Tekstvak:  
Het zegel van Berend Hendriksz. Ten Cate
Van Borne uit 1645
BEREND HENDRIKSZ. TEN CATE (ca. 1610-1675) EN ZIJN FAMILIEWAPEN

 

(Familieblad No.  11 –  nov 1977,  blz. 217 - 222, deel IV)

 

Daar het erve Stakenburg te Gietel onder Voorst bij Zutphen indertijd een Gelders leen was, moest de eigenaresse Anna Maria van Höevell, kloosterjuffer in een adellijk “damenstift” in Westfalen, toen zij dit erf in 1645 wilde verkopen aan Gerrit Schimmelpenninck van der Oye te Zutphen, deze overdracht doen plaatsvinden voor het Leenhof van Gelderland te Arnhem, ten einde zo de nieuwe eigenaar daarmee naar oud gebruik te kunnen belenen. Vermoedelijk om de “juffer” de vermoeienissen en gevaren van een reis naar Arnhem te besparen werd toen ten huize van haar oom Wolter van Höevell, die op de nabijgelegen havezate Hoykink onder Oldenzaal resideerde, een “leengericht” georganiseerd, waarvoor zij, bijgestaan door haar oom en een Jan van Eschede 1), een volmacht tot die overdracht verleent aan Gerhard Breyel(ius) , deurwaarder der Gelderse rekenkamer.

Dit “leengericht” wordt nu gevormd door twee “leenmannen” van Hoykink, t.w. Goosen Heidenrijk Schele van Weleveld en Berend Hendriksz. ten Cate. Op 29 nov. 1645 ondertekenen alle genoemde personen deze volmacht, die nog aanwezig is op het rijksarchief te Arnhem 2).

Naast de handtekeningen zijn een tweetal zegelafdrukken, vermoedelijk afkomstig van zegelringen, in bruinrode lak aangebracht. Aan de linkerzijde heeft Goosen Heidenrijk Schele van Weleveld zijn signatuur twee keer geplaatst. In de bovenste is de afdruk van zijn ring kennelijk mislukt door te weinig opgebrachte lak, welke hij over zijn handtekening goot. Daaronder, bij zijn tweede handtekening is zijn wapen duidelijk herkenbaar: veld 1 en 4 met een barensteel; veld 2 en 3 met drie weerhaken. Rondom het schild staan de letters G-H-S. Rechts hebben de anderen hun handtekening gezet. Alleen onder die van Berend Henderichsen ten Caethe (in een ondiepe bruinrode lakmassa, waarin nog enige gestolde gasbelletjes te zien zijn, ontstaan door overhitting van de zegellak), staat de afdruk van zijn zegel(ring): in een ovaal van ong. 15x18 mm een schild met helm en dekkleden. In het schild een naar (heraldisch) rechts springend of klimmend hert, tamelijk fors uitgevoerd en vrijwel het gehele schild vullend, met gespreide achterpoten. Als helmteken: de kop en hals van dit hert 3). In een tijd, waarin alle andere leden dezer Bornse familie zich nog van een huismerk of een monogram bedienen (zie de bijdragen in ons blad op pgs. 134-140 en 163-171), duikt hier onverwachts een volledig familiewapen op! En dat niet in een of andere Hollandse stad, zoals dat in die tijd verwacht kon worden (zie het gedicht op p. 137 van ons blad), maar op het Twente platteland in Borne.

• [Selectie uit gegevens]:
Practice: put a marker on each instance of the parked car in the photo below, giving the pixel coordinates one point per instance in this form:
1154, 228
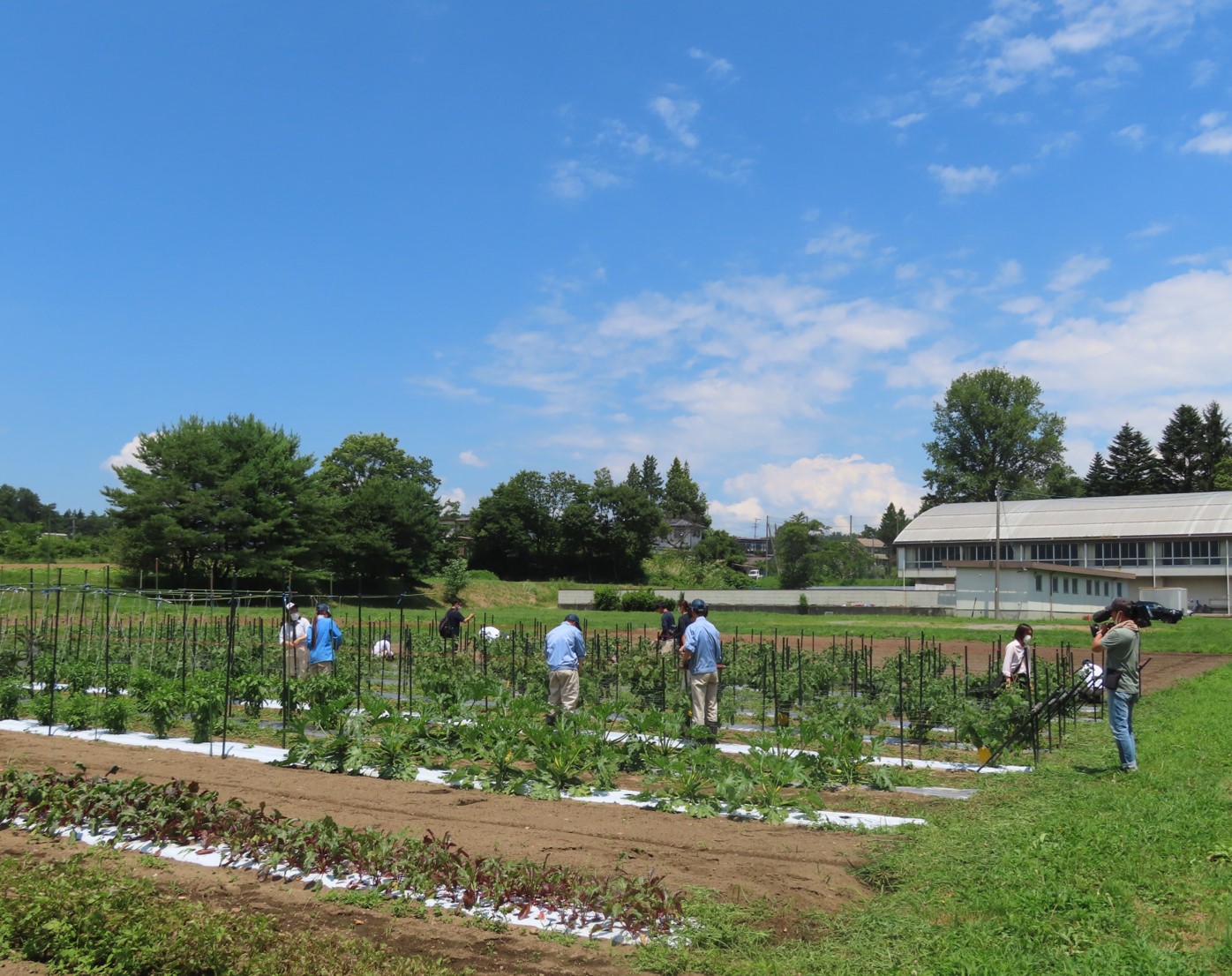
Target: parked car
1158, 612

• [Opdracht A]:
Beantwoord alstublieft deze vragen over het fragment over het zegel van Ten Cate:
(i) Aan wie wilde Anna Maria van Höevell het erve Stakenburg in 1645 verkopen?
(ii) Op welke datum ondertekenden alle genoemde personen de volmacht?
(iii) Welke letters staan rondom het schild van Goosen Heidenrijk Schele van Weleveld?
• [Opdracht B]: Schrijf het fragment over het zegel van Ten Cate verder vanaf de laatste zin.

• [Uitwerking A]:
(i) Aan Gerrit Schimmelpenninck van der Oye te Zutphen.
(ii) Op 29 november 1645.
(iii) De letters G-H-S.

• [Uitwerking B]:
Mogelijk is dit familiewapen ontstaan omdat Berend Hendriksz. ten Cate nogal op een hoog peil leefde. Daarbij moeten vraagtekens geplaatst worden want wij weten eigenlijk maar heel weinig van hem af, wat te wijten is aan het verloren gaan van het grootste deel onze Bornse archieven voor 1730-1740, enkele vroegere belastingregisters in het Overijsselse statenarchief daargelaten. Maar ook deze zijn in ons  geval nog te laat. Aanwijzingen voor zijn bestaan zijn dus pure geluksvondsten geweest, welke achterhaald werden in het archief van het naburige landgericht van Oldenzaal 4). Daaruit blijkt dat hij in die tijd een vrij gefortuneerd man moet zijn geweest. In 1640 is hij getuige bij het huwelijk van zijn jongere broeder Hendrik Hendriksz. ten Cate, die (als doopsgezinde en zo lid van een eigenlijk verboden sekte) op het stadhuis in Amsterdam (zie nr. 11 op p. 11 van ons blad) met een dochter trouwt van de in die dagen zeer vermaarde wiskundige Sybrand Hansz. Cardinael, een “Vries uyt de zeestadt Harlinghen, zeer vermaert in de tel- en meetconst volgens een tijdgenoot en in 1617 aangezocht om op te treden als professor in de wiskunde aan de toen op te richten “Eerste nederduytse academie” te Amsterdam 5).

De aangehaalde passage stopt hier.